Selected text
━━━━━━━━━━
Our initiative and power are sapped. Somehow we have to believe more fully in our ability-in our right-to create. Every time we choose to act on that ability and that right, we choose against passivity and for participating in the creation of our future.

#61 Measurement

Measurement

It's useful to be able to measure things. While I'm happy to make a soup or a stew with a pinch of this and a dollop of that and whatever vegetables we have on hand, I value the security of a recipe in baking. I measure my teaspoons and my cups and can be confident of the outcome. Measurement helps in sewing-in making clothes that fit and quilt squares that line up. It's important in carpentry; you wouldn't want to build a bookcase or a house by guess, hoping that the pieces will fit together one way or another. There is an important place for the precision that measurement can provide.

There is something reassuring about things that can be measured. Three teaspoons will always equal a tablespoon, the biscuit recipe will always produce biscuits, and twelve inches will always match a foot, no matter what medium you are using. You know what you are working with, and if you're careful, you can be pretty sure of how it will turn out.
━━━━━━━━━━
Supplied data
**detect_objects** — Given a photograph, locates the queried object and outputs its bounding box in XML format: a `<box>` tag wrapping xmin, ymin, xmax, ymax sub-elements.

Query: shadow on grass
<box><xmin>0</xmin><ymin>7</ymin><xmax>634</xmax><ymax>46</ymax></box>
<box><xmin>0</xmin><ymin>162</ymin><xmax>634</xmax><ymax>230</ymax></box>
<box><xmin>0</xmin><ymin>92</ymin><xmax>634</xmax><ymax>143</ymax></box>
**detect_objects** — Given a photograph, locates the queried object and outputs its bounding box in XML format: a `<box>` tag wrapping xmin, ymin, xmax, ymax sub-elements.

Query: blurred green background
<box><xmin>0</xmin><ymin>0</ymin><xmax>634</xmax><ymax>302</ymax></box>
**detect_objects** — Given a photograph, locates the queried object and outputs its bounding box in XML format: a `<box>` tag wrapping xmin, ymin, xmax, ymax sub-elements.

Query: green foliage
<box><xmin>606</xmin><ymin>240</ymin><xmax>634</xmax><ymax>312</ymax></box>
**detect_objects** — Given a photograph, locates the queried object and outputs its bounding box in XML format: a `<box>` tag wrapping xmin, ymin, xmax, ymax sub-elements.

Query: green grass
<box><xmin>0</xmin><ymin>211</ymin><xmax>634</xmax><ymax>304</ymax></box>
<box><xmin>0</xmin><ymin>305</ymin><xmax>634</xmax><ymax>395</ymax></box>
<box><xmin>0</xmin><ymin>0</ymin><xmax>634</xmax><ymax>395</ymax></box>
━━━━━━━━━━
Problems to work on
A – Decide whether each statement below agrees with the passage on measurement. Answer yes or no for each, and quote the words from the passage that settle it. (i) The writer relies on a recipe when baking. (ii) The writer calls measurement unimportant in carpentry. (iii) The passage states that three teaspoons equal a tablespoon.
B – Please reproduce word for word the part of the passage on measurement that begins at the words "It's useful to" and stops after "measurement can provide.".

Solutions below
A –
(i) Yes: "I value the security of a recipe in baking."
(ii) No: "It's important in carpentry"
(iii) Yes: "Three teaspoons will always equal a tablespoon"

B –
It's useful to be able to measure things. While I'm happy to make a soup or a stew with a pinch of this and a dollop of that and whatever vegetables we have on hand, I value the security of a recipe in baking. I measure my teaspoons and my cups and can be confident of the outcome. Measurement helps in sewing-in making clothes that fit and quilt squares that line up. It's important in carpentry; you wouldn't want to build a bookcase or a house by guess, hoping that the pieces will fit together one way or another. There is an important place for the precision that measurement can provide.